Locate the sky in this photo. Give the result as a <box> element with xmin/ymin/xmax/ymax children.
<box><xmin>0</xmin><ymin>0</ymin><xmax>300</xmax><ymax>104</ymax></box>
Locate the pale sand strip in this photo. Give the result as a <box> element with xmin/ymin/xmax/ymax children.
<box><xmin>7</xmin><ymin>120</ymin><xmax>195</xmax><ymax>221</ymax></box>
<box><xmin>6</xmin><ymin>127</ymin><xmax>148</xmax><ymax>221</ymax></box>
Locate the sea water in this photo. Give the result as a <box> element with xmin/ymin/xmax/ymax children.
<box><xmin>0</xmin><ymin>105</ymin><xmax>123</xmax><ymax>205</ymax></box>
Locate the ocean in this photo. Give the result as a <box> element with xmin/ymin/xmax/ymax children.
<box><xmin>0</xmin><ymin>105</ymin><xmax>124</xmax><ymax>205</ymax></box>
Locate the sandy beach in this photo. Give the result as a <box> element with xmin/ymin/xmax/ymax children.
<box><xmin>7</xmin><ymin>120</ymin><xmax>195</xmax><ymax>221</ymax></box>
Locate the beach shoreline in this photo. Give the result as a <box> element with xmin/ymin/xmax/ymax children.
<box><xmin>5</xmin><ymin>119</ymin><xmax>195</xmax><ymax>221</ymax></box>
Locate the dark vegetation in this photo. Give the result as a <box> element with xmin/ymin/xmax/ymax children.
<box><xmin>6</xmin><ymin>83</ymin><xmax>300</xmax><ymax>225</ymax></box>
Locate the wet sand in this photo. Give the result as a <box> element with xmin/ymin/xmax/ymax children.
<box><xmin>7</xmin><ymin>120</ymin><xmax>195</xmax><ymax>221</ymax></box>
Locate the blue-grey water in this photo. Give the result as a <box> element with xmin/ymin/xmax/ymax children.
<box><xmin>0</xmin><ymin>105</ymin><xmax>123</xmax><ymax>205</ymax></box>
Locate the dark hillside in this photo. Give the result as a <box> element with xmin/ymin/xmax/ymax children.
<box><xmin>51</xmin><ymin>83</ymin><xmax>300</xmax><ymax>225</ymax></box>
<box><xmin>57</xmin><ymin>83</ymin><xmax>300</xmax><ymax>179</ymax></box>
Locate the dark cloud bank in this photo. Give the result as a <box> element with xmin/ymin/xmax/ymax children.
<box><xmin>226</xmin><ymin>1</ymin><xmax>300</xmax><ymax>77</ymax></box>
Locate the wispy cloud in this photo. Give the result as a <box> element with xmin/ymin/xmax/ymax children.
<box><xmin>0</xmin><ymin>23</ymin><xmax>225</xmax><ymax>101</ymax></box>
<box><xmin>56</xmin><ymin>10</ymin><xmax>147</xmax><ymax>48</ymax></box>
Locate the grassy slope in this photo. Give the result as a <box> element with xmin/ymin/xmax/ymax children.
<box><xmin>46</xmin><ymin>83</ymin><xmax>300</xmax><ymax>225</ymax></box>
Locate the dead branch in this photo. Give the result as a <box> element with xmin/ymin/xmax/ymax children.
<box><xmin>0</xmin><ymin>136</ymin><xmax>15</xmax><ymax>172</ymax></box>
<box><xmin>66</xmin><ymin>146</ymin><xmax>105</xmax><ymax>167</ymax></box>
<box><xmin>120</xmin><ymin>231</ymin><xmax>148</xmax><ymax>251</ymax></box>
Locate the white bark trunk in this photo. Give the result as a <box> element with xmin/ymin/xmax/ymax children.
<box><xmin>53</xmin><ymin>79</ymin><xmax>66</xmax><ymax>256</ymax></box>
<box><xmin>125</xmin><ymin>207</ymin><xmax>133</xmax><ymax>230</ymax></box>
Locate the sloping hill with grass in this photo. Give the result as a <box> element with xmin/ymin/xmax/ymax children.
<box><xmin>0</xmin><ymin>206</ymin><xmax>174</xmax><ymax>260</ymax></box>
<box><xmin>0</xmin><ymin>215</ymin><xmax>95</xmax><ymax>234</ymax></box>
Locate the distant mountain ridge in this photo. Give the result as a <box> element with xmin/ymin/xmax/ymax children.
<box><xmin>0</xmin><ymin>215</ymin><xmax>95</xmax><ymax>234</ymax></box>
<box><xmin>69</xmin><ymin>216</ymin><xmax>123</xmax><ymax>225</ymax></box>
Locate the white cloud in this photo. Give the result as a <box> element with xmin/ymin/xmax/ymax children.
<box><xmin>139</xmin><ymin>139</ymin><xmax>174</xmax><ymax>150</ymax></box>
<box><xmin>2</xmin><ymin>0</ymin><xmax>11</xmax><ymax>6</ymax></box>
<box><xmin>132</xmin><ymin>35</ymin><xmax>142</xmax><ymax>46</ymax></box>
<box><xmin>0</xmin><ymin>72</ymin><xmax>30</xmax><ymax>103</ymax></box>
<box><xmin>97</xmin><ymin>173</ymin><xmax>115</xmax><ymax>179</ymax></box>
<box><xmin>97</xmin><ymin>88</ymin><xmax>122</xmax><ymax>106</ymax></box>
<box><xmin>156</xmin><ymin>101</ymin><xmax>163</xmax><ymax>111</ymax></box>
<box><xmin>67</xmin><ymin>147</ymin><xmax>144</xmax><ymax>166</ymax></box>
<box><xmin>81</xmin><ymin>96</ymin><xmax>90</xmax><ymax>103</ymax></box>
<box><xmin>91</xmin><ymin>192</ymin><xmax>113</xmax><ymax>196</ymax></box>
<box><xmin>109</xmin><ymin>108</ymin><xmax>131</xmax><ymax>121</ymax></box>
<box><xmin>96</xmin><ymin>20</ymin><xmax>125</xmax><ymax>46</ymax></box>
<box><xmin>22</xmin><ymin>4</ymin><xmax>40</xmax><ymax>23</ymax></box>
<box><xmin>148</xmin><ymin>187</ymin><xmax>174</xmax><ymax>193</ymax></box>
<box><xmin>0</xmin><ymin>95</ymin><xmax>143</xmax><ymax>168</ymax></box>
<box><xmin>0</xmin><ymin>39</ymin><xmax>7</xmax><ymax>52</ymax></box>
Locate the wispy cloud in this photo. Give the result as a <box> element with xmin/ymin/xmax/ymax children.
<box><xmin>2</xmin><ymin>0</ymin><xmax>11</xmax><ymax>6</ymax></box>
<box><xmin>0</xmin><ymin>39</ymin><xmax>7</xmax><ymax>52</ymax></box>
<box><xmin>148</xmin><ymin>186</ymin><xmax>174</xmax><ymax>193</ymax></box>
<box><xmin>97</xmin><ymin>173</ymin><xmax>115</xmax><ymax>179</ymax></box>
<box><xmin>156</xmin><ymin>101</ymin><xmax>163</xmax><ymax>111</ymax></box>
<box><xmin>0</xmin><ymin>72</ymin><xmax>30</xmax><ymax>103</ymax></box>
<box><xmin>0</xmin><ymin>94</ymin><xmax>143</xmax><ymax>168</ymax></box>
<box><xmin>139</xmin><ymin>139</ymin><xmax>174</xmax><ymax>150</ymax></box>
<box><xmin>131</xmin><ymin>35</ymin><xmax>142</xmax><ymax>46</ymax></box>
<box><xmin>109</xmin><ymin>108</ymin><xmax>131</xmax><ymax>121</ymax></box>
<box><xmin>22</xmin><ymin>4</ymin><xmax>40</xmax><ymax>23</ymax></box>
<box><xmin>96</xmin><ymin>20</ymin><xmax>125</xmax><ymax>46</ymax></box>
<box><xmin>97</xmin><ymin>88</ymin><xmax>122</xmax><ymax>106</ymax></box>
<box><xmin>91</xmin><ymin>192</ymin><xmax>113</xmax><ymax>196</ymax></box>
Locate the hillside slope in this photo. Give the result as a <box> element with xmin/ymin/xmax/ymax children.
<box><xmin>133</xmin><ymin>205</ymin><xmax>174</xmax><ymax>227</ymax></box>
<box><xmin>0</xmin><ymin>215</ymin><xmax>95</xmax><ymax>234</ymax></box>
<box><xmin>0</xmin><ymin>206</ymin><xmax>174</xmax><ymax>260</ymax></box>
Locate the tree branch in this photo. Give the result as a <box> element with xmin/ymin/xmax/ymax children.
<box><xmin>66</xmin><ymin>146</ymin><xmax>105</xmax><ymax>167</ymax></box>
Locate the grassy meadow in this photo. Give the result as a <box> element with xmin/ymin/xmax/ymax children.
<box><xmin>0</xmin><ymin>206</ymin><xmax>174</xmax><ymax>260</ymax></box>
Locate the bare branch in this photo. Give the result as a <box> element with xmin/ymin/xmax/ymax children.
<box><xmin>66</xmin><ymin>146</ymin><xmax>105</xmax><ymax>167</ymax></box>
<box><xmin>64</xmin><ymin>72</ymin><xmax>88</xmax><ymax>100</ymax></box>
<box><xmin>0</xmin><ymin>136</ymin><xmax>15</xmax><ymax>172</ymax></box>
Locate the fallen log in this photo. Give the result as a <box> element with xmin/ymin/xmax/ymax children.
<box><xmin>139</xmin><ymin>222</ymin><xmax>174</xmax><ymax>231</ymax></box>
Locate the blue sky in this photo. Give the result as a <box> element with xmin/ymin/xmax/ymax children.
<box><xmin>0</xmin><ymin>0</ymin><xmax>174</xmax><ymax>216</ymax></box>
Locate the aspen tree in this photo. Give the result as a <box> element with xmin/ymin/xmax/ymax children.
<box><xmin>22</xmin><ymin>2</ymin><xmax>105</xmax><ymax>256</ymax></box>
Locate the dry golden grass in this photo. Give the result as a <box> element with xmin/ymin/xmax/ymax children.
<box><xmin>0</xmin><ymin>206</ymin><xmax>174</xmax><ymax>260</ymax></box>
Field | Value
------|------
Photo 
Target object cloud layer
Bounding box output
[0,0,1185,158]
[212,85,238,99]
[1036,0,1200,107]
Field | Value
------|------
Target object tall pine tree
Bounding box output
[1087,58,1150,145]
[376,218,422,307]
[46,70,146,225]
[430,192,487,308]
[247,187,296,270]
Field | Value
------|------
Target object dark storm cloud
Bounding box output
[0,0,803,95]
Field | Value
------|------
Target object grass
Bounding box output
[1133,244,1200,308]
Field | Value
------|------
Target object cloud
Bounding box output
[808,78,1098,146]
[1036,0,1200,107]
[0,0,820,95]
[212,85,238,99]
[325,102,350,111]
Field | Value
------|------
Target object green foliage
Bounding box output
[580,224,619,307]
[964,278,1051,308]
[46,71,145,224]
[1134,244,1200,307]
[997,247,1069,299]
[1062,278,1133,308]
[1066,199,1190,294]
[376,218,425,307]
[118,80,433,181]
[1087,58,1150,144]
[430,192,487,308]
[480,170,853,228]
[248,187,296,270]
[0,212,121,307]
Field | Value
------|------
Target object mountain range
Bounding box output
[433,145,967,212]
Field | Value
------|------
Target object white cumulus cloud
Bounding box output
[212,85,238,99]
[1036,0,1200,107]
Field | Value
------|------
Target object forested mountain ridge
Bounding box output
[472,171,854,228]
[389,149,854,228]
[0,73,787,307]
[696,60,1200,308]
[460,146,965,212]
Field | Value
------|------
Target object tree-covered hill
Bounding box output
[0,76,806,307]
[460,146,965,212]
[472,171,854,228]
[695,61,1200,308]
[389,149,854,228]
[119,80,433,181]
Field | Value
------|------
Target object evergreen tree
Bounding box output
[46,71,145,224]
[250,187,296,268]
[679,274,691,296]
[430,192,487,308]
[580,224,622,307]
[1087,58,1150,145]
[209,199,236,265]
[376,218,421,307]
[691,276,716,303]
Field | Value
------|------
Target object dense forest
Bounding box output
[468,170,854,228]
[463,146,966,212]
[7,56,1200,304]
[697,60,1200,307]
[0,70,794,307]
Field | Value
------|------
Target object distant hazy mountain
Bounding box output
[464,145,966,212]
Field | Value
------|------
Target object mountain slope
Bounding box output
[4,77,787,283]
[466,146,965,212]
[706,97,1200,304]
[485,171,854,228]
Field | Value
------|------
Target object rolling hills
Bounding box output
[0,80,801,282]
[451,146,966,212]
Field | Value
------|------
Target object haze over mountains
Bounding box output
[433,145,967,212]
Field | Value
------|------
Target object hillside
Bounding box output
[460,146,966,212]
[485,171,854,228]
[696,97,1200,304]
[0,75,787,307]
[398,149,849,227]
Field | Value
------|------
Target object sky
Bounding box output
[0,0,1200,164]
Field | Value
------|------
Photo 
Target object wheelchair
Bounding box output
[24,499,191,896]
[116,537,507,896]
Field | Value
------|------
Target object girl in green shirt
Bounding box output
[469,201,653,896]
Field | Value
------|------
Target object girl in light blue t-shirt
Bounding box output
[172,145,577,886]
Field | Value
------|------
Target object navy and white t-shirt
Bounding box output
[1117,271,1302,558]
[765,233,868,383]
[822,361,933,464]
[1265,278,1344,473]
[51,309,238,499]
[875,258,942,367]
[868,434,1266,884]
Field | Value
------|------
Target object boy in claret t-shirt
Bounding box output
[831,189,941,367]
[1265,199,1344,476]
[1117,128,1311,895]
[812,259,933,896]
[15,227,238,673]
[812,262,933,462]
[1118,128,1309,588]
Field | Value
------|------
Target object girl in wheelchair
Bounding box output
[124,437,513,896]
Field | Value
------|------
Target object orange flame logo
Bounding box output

____________

**Do this**
State how many lines in the material above contain the string "distant", matching case exactly. Reply with the number only.

**Written answer**
2